## [EXERCISE INSTRUCTIONS]
(1) Decide whether each statement below agrees with the tap water text. For each of (a), (b), and (c), answer yes or no and quote the words of the text that decide it.

(a) Only 3% of the water on Earth is fresh water.
(b) During sedimentation, the solids trapped within the floc rise to the top of the tanks.
(c) Disinfection normally uses a mixture of chlorine and ammonia.
(2) Repeat the part of the tap water text between "Where Does Tap" and "water treatment process.", inclusive, word for word.

[EXERCISE TEXT — start]

Where Does Tap Water Come From?

Clean water

Before arriving at your tap, drinking water has to be treated and cleaned all of impurities.Whether for basic groundwater contamination or the introduction of industrial wastewater (70% of which is dumped into nearby bodies of water, polluting them), “dirty water” is abundant across the Earth. Consider that of the total amount of water on Earth , only 3% of it is fresh water; moreover, only 1% of all water is deemed suitable for drinking.

With the percentage of drinkable water being so minuscule, it is of interest as to just how we turn dirty water into clean water. The means through which this is accomplished is through the water treatment process.

The water treatment process takes place by first having a water source from which water is collected. Over 95% of all fresh water resources come from ground water. Similarly, nearly half of Americans’ drinking water comes from these ground water sources. From there, the water treatment process goes through a number of steps, all towards the means of ending up with fresh drinking water:

Pre-Chlorination and Aeration: The dirty water is chlorinated and rapidly mixed, adjusting the pH and removing any trace amounts of iron and manganese that are still present.

Coagulation/Flocculation: A chemical compound is added to the water mixture, causing other chemicals to bind together to create a large particle called “floc.” The water is separated into separate basins where it’s flow will be slowed. During this time, the floc has time to grow increasingly larger.

Sedimentation: The water is transferred into separate basins once again. Here the water will go through a separation process, such that the solids trapped within the floc will sink to the bottom of the tanks. Only then can they finally be removed from the mixture.

Filtration: The water is now made to pass through washable filters made of gravel, sand, and other grainy compounds. These filters are able to remove any larger particles that might still be present from the sedimentation phase, whether that be microorganisms or particles.

Disinfection: In this phase, the water will be treated with various chemicals (normally a mixture of chlorine and ammonia) that will disinfect the water of any bacteria or pathogens still present in the water.

Finally, once the entire water treatment process has finished, the distribution process takes place: this water is either pumped to the homes within the facility of the water treatment plant, or it is bottled and shipped for consumption en masse. By taking water reserves and putting them through the water treatment process, water is easily turned from dirty to clean.

[EXERCISE TEXT — finish]
[EXCERPTED RECORDS — start]

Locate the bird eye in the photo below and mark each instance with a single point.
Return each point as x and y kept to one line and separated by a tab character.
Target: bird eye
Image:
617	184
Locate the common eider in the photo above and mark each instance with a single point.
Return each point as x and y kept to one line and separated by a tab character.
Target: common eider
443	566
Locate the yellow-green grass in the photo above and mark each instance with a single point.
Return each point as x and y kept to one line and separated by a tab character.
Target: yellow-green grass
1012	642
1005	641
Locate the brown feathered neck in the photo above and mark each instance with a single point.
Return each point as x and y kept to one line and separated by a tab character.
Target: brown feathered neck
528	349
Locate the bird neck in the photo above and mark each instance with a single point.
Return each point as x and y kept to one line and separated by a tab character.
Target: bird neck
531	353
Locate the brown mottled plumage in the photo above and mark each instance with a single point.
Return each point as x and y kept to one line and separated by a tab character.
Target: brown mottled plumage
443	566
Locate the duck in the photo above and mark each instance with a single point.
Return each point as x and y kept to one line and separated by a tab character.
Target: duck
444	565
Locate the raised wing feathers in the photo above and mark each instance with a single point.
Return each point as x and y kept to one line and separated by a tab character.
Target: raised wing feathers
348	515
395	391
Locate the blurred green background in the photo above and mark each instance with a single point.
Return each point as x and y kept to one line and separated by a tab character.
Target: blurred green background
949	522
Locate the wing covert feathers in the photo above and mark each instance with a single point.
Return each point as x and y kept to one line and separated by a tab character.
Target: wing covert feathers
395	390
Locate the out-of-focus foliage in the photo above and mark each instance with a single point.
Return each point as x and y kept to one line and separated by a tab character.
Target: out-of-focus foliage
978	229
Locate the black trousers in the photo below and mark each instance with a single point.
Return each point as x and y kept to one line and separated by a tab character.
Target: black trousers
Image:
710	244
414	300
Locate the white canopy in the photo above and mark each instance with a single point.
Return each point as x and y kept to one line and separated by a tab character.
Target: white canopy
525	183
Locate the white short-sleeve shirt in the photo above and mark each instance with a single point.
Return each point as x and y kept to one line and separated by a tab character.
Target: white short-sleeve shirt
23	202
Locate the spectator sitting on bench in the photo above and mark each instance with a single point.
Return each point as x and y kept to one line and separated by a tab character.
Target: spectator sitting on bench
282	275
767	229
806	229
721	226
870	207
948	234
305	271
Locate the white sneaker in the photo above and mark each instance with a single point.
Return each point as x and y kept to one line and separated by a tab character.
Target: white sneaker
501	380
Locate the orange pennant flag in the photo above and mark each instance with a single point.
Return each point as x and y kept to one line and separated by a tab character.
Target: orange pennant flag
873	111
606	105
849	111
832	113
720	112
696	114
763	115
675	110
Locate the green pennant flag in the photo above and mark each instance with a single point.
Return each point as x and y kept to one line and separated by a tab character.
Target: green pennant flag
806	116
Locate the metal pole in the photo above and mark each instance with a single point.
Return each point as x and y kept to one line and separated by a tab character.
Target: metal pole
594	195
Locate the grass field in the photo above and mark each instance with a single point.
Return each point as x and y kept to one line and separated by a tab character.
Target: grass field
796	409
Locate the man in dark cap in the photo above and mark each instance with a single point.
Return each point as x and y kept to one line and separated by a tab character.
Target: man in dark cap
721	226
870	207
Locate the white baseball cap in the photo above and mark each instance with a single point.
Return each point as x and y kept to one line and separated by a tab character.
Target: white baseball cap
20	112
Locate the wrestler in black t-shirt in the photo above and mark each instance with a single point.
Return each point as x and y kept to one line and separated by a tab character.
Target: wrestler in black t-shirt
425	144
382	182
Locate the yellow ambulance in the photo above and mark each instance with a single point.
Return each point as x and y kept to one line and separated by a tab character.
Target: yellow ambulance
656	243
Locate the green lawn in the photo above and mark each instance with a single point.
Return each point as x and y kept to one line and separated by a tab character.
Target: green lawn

[EXCERPTED RECORDS — finish]
[EXCERPTED RECORDS — start]

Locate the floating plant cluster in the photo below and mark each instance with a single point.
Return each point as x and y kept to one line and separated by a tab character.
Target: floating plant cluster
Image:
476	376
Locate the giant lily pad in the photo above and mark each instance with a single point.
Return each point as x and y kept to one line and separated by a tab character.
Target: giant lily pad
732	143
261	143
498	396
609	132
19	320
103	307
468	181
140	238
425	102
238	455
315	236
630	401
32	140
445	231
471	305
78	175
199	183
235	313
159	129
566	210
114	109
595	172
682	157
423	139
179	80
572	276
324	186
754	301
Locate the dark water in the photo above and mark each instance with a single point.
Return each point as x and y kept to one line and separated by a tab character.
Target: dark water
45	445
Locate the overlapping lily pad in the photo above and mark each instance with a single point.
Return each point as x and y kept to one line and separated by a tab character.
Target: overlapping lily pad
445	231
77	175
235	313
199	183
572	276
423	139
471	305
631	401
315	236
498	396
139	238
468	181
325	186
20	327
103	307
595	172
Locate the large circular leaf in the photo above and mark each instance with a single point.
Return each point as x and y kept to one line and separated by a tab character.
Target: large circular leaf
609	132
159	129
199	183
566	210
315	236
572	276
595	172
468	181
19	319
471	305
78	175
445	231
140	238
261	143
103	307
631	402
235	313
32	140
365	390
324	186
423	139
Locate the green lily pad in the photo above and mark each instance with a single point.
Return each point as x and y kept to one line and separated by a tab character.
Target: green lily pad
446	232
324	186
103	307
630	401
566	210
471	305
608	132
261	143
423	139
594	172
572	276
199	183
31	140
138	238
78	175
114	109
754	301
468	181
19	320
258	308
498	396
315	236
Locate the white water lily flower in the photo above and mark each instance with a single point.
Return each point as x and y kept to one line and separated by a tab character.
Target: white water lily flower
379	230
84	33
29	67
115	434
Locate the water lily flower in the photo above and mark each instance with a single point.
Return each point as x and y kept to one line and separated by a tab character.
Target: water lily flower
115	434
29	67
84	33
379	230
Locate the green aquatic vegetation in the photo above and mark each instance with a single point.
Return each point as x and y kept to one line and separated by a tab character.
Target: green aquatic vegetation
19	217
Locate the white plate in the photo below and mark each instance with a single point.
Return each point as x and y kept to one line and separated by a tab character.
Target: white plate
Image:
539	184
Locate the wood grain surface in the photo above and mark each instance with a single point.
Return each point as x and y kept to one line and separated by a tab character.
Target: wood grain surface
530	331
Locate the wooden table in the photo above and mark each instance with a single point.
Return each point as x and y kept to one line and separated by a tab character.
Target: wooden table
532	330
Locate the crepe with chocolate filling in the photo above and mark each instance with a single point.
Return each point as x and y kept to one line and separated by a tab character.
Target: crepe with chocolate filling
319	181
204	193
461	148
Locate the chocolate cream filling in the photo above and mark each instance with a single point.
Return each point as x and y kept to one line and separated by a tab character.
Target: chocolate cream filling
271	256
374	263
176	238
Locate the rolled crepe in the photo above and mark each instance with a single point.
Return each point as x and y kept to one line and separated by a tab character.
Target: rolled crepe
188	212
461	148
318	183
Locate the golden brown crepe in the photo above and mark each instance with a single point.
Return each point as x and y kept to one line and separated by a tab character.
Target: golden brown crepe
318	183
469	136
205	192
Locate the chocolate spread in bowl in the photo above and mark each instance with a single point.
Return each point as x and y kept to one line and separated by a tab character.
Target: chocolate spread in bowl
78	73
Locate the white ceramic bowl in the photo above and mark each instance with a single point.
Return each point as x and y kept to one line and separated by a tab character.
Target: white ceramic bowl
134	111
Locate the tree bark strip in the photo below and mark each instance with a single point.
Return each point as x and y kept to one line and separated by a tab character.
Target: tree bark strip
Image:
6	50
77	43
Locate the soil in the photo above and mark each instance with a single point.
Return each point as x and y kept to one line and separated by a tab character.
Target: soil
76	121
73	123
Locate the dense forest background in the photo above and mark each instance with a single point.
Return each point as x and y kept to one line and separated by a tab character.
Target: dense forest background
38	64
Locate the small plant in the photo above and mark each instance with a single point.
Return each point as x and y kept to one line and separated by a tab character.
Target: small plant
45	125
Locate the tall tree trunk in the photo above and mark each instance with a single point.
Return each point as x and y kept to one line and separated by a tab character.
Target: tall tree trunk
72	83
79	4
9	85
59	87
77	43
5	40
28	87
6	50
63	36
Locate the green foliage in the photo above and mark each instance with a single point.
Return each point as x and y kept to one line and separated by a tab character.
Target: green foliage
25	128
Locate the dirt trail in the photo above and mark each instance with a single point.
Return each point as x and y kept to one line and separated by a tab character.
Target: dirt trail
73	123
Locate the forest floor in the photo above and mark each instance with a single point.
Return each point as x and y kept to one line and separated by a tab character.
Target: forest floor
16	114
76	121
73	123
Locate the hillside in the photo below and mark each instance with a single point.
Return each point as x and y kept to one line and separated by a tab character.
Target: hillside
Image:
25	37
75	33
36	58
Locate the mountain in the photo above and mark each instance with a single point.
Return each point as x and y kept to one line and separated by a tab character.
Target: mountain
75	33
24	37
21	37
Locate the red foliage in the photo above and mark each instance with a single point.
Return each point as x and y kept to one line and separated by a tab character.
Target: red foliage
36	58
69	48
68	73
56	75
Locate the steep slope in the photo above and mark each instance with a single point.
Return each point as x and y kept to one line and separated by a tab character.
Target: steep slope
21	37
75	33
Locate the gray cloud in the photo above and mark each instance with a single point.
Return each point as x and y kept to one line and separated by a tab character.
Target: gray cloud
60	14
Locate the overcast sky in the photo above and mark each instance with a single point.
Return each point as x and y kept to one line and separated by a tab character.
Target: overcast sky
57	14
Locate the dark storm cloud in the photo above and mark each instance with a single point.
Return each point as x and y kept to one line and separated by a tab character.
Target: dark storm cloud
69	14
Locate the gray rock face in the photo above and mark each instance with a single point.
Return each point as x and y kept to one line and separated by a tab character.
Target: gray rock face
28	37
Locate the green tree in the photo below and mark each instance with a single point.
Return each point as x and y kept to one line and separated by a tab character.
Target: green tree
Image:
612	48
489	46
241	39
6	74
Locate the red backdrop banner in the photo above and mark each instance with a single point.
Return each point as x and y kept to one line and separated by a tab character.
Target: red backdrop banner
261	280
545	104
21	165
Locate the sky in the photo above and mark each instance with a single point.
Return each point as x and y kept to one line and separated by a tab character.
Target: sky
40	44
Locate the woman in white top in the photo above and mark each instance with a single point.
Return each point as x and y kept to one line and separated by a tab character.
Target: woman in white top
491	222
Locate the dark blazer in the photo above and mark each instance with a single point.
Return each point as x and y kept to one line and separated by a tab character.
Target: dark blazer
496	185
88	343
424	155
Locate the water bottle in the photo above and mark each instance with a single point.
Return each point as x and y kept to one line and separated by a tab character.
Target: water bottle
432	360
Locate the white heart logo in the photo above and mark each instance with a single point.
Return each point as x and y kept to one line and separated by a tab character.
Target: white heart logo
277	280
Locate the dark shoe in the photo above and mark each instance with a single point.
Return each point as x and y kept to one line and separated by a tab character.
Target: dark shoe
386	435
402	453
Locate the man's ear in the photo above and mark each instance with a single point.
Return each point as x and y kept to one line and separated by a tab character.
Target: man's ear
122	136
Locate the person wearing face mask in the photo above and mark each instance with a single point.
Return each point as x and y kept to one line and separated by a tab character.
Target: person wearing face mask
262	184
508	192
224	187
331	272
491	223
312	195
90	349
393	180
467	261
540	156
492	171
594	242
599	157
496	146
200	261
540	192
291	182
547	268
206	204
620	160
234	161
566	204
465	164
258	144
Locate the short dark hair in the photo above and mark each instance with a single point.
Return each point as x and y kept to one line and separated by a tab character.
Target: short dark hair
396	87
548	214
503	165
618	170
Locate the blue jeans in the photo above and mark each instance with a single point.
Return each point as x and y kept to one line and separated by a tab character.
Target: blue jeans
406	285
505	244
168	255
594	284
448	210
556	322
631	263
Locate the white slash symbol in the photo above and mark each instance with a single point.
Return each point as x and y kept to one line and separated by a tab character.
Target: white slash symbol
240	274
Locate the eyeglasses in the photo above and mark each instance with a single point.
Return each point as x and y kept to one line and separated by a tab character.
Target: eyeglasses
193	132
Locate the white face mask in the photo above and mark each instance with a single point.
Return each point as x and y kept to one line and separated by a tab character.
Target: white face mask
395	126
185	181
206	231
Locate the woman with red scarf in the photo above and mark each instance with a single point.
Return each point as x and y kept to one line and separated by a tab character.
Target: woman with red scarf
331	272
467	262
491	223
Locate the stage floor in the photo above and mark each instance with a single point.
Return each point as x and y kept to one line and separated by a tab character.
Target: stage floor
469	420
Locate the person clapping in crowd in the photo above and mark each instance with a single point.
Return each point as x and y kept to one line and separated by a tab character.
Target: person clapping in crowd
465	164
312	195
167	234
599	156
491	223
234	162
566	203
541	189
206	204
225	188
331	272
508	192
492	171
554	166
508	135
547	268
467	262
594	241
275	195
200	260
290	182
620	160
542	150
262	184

[EXCERPTED RECORDS — finish]
[EXCERPTED RECORDS — start]

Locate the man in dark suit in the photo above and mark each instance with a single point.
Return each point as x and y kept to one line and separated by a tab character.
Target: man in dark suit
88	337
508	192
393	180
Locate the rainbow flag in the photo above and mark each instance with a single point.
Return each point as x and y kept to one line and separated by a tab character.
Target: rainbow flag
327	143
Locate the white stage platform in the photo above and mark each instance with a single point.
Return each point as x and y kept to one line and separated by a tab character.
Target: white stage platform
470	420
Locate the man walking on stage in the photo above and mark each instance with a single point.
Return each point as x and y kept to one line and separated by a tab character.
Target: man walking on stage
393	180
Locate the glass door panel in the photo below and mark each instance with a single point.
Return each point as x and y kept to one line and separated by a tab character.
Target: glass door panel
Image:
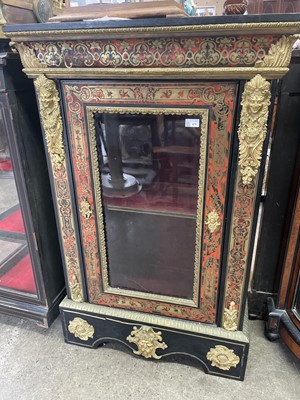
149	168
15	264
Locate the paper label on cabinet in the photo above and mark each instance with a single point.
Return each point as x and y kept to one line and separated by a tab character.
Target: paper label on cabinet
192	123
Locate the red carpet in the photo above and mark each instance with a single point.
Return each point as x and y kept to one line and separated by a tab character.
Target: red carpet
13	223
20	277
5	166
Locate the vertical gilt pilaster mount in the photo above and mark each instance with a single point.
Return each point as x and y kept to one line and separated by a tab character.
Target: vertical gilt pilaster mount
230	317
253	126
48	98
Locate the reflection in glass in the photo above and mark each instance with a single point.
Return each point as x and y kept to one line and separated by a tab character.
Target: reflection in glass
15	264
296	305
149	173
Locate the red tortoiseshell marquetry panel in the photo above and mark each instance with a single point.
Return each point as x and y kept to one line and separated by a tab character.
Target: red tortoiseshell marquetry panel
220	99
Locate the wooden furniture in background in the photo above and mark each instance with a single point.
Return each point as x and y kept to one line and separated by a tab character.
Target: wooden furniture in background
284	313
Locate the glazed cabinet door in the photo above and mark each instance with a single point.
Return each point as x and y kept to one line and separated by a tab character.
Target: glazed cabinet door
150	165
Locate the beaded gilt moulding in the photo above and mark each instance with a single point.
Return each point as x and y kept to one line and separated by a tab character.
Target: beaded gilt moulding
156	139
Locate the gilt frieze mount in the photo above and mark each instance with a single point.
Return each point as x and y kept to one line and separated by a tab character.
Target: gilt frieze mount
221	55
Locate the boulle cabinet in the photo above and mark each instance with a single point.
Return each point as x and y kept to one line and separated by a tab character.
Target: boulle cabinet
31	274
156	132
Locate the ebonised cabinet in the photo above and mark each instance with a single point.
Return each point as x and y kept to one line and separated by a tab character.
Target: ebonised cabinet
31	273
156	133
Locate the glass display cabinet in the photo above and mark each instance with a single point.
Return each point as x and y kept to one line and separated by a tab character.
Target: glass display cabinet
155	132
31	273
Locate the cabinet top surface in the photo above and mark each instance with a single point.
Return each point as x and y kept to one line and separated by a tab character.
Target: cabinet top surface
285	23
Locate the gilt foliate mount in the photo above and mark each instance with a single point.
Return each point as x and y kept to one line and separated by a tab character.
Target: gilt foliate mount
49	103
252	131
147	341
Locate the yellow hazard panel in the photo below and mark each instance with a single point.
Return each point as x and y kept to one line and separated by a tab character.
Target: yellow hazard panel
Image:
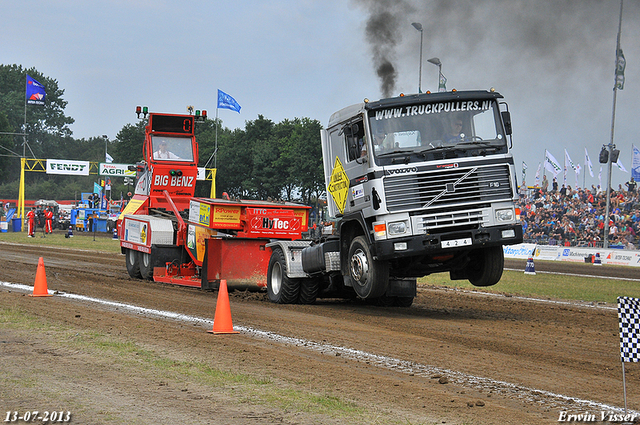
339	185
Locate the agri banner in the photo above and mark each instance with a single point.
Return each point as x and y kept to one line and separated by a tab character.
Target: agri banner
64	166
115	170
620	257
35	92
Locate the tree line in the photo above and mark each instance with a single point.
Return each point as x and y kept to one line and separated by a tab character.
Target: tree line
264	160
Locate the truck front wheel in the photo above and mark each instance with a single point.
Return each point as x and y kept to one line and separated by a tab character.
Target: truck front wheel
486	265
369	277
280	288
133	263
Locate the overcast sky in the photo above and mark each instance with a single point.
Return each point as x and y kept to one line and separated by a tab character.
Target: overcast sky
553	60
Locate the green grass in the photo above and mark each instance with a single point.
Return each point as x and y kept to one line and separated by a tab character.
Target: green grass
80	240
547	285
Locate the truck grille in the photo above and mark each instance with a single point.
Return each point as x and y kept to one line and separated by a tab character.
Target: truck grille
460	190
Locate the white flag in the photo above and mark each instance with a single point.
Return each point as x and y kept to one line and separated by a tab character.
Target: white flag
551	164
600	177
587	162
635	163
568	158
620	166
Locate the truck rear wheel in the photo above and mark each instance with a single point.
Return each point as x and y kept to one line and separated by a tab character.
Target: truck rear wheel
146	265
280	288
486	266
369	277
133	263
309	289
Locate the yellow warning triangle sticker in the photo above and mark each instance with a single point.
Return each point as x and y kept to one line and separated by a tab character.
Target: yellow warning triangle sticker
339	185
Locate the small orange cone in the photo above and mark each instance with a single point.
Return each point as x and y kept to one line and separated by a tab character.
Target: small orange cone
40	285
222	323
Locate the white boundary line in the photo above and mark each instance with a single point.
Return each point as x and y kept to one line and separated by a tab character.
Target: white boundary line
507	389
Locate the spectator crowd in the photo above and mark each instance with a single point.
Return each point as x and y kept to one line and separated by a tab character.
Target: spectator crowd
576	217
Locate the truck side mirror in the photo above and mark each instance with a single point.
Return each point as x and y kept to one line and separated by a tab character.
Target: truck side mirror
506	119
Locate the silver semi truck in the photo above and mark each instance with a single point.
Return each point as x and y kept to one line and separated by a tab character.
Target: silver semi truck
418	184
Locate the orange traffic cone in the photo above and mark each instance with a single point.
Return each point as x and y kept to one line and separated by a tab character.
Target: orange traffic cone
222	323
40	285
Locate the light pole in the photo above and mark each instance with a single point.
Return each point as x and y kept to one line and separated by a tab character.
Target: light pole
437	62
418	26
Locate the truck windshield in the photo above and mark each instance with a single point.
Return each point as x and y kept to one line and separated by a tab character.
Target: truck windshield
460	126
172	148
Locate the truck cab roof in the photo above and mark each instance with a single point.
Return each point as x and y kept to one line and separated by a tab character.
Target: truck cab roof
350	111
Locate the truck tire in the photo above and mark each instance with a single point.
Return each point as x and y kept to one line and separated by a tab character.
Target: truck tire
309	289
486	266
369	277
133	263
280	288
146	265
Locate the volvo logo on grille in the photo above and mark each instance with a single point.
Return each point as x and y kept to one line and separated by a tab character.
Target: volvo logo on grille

[EXCERPTED RECORDS — finish]

## [OUTPUTS IN ORDER]
(1)
(a) Yes: "only 3% of it is fresh water"
(b) No: "the solids trapped within the floc will sink to the bottom of the tanks"
(c) Yes: "normally a mixture of chlorine and ammonia"

(2)
Where Does Tap Water Come From?

Clean water

Before arriving at your tap, drinking water has to be treated and cleaned all of impurities.Whether for basic groundwater contamination or the introduction of industrial wastewater (70% of which is dumped into nearby bodies of water, polluting them), “dirty water” is abundant across the Earth. Consider that of the total amount of water on Earth , only 3% of it is fresh water; moreover, only 1% of all water is deemed suitable for drinking.

With the percentage of drinkable water being so minuscule, it is of interest as to just how we turn dirty water into clean water. The means through which this is accomplished is through the water treatment process.